**Requirement:**
Copy out each of the rows below word for word, omitting the pictures.

**Extracted material:**
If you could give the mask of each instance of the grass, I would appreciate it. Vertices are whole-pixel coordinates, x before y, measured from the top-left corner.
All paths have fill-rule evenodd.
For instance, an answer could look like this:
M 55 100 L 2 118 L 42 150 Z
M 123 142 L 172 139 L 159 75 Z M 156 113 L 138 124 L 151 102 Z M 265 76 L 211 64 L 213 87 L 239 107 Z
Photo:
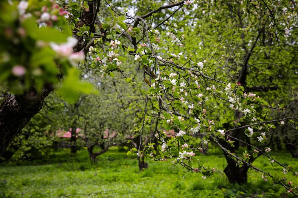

**Task answer:**
If you could give the mask of each instance of the grass, I would appreciate it. Vertices are whole-pixel coordinates, x before y, measured from the top-left corner.
All paths have fill-rule evenodd.
For instance, an answer could look like this:
M 55 100 L 2 118 L 42 150 Z
M 123 142 L 172 139 L 159 75 Z M 156 113 L 138 124 L 151 102 Z M 265 76 L 211 64 L 213 87 L 239 107 Z
Photo:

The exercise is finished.